Transcribe every line below exactly; no image goes into the output.

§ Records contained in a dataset

• • • •

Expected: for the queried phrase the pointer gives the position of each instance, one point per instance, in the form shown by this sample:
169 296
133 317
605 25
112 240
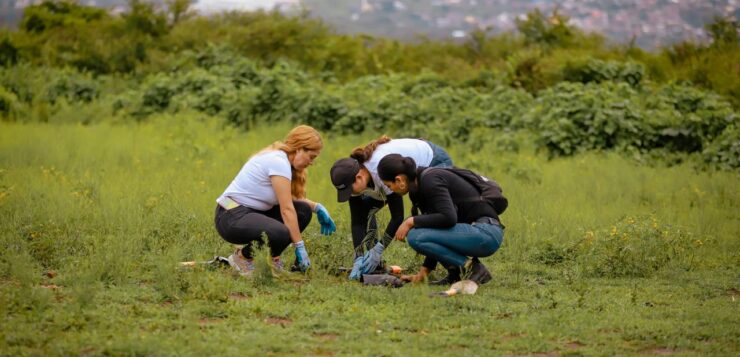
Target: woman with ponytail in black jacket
455 227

• • • •

§ REPLY TO THE EXERCISE
Expected: for the queried phrase the pointer gives the position of each instance, one point per instance, in the form shown by this sample:
169 296
133 317
605 25
112 240
Target: woman with ponytail in black jacket
455 227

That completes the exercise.